───── Passage to read ─────

Rhian wrote:Here's a question from a prospective HSer. Although prospective in the sense of many many years away if I ever go down the line of spawning.
How do you deal with the practical side of STEM subjects? Physics, biology and chemistry all very rightly require hands-on approaches pretty regularly and sometimes they involve controlled substances. Even some tech subjects or graphic design for example, are less book based and I certainly wouldn't be capable of teaching those especially well.
Also, I'm aware some home-schoolers are part of a wider HS community that meet up every so often. Are any of you part of such a thing & how important do you think that is? I mean specifically close-knit groups or groups where you meet rather than a looser community where you just go online to look at ideas etc.
Worrying about junior and senior year high school science before you've even had kids is putting the cart before the horse, yeah? There are plenty of options by the time you get there that can be taylored to the individual kid. You could set up a lab in your house, you could find someone who teaches lab sciences to homeschool kids, you could get involved at a local maker studio. There are incredible resources for home science lab (see Illustrated Guide to Home Chemistry Experiments by Thompson). There are also full dissection kits with everything from frogs to fetal pigs. Also home school cash be a year to year decision. It might be the right thing for K-5 and then you suddenly decide your local school has better options for your child/family and that is fine.

─────

▸ **What you have to do**
Continue the forum discussion about homeschooling and hands-on science from the point where it stops.

───── Data provided ─────

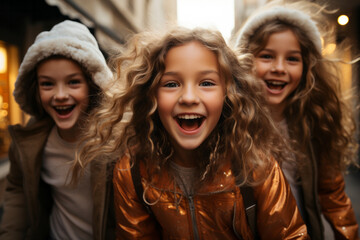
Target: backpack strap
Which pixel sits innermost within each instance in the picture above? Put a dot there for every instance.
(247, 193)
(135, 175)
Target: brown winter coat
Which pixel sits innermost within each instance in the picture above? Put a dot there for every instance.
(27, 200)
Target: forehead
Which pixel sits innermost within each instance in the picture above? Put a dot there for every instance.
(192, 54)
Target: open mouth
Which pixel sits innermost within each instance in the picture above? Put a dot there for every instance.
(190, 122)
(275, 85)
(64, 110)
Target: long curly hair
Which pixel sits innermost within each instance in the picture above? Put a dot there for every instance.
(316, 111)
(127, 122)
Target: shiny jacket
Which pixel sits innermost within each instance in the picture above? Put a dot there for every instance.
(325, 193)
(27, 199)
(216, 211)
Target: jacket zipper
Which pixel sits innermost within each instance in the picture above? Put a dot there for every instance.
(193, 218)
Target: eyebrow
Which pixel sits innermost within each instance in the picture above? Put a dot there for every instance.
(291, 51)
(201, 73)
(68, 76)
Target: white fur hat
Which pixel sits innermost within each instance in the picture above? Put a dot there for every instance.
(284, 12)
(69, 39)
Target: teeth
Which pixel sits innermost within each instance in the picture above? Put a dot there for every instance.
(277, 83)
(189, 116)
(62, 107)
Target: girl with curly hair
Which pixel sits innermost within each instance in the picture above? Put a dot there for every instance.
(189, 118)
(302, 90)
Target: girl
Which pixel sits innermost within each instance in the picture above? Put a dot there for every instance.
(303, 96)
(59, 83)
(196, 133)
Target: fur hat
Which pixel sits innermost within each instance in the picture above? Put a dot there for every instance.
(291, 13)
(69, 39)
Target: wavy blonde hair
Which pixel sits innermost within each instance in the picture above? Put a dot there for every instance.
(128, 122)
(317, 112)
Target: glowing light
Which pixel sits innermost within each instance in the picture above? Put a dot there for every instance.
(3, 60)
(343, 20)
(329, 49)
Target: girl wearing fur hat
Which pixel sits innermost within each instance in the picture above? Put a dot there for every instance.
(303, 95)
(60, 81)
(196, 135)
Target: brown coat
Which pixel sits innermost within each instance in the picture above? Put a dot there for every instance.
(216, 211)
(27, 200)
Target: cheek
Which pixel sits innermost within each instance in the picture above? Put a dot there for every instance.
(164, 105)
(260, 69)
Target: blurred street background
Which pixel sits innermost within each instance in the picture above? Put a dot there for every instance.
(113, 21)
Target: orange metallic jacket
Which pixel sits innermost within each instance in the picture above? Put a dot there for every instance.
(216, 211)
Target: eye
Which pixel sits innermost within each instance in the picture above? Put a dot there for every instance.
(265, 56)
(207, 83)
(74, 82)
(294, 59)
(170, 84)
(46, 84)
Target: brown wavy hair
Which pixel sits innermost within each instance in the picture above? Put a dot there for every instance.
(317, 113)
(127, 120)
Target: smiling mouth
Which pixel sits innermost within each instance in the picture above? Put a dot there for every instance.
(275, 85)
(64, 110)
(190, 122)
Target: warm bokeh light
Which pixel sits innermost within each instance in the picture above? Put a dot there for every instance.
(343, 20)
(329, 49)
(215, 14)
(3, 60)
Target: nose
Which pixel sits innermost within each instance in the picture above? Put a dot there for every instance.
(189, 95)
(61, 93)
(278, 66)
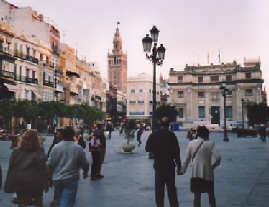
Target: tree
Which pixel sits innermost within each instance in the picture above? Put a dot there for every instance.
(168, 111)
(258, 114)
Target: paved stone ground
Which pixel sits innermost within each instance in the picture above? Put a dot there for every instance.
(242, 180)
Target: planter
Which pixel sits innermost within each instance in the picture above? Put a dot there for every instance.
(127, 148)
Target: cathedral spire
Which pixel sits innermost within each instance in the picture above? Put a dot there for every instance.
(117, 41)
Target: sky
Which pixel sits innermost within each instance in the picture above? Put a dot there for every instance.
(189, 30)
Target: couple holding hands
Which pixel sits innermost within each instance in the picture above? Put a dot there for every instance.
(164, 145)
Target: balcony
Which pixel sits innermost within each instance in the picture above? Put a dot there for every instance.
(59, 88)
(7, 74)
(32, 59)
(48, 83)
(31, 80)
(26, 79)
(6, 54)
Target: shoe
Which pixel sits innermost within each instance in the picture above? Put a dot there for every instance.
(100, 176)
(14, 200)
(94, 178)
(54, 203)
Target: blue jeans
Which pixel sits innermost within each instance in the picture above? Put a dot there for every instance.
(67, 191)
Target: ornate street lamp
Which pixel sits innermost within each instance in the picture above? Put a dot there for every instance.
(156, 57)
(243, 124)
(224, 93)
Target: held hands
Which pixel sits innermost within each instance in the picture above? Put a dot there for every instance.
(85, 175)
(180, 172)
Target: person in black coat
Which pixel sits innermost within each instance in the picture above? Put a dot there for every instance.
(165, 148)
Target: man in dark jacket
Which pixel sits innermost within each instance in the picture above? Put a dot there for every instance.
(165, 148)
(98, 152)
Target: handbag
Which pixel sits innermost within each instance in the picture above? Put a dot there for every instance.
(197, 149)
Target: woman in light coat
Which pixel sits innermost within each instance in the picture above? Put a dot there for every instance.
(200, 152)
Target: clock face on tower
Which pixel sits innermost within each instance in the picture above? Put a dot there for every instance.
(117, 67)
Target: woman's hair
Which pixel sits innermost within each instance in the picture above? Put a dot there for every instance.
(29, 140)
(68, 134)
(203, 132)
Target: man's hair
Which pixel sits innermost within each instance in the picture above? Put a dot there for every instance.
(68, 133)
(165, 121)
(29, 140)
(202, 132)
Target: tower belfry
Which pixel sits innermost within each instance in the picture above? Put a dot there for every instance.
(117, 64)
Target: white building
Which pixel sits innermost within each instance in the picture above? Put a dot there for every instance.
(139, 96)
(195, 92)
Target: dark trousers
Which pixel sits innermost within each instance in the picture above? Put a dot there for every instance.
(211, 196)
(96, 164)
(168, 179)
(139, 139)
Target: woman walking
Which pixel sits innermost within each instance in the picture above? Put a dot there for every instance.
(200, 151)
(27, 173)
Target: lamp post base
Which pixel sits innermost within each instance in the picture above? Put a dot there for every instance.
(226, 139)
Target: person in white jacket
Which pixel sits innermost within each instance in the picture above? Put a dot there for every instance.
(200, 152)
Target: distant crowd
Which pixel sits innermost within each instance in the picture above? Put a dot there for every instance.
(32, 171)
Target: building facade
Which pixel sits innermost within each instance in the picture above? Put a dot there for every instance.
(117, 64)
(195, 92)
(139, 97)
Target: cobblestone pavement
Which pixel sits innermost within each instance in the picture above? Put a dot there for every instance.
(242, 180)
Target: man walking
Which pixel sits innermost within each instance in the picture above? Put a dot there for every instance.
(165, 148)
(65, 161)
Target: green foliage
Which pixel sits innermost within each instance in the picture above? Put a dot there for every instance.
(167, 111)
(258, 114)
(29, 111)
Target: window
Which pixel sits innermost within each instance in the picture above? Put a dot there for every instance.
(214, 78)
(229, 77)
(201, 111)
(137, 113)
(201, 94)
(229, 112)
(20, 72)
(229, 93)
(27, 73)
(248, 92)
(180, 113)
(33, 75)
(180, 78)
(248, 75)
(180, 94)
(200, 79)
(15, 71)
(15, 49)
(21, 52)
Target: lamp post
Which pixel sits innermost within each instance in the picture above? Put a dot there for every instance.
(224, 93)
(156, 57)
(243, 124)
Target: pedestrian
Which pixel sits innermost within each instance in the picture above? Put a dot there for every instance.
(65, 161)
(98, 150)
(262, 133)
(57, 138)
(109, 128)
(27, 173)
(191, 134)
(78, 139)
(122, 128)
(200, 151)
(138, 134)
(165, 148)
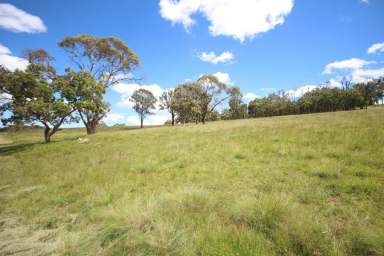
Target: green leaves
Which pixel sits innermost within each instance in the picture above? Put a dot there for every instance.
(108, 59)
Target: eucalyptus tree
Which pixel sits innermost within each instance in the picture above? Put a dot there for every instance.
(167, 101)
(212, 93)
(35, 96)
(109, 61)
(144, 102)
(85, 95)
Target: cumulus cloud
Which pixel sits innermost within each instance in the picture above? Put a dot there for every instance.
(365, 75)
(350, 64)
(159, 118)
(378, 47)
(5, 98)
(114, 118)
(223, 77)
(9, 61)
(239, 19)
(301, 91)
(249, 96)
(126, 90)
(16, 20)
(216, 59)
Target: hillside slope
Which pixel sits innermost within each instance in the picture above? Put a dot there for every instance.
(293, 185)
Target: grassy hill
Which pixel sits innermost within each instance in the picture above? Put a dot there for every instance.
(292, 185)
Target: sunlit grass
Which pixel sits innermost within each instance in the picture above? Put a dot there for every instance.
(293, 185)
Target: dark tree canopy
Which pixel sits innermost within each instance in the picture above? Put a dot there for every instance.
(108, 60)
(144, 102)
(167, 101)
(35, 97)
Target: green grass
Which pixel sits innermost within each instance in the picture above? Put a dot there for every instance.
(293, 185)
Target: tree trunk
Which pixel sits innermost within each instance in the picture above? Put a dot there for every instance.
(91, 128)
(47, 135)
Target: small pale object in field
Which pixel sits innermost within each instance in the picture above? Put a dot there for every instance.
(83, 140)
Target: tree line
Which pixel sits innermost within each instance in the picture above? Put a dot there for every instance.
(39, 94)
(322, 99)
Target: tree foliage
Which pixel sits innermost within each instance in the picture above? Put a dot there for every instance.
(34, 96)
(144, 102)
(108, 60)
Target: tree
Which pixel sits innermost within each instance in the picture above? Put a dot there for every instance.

─────

▸ **Result for this exercise**
Internet homeschool communities can be a lot more close knit and supportive than you assume. I think I am the only one here homeschooling small kids which is when most people have access to local homeschooling groups. I'm not part of one, although I might accidentally be joining one that is forming this year. Some people find them really important. I don't, so much, because I am too busy actually doing school with my kids to go out and talk about doing school with other moms.
But there's no sense crying over every mistake. You just keep on trying till you run out of cake.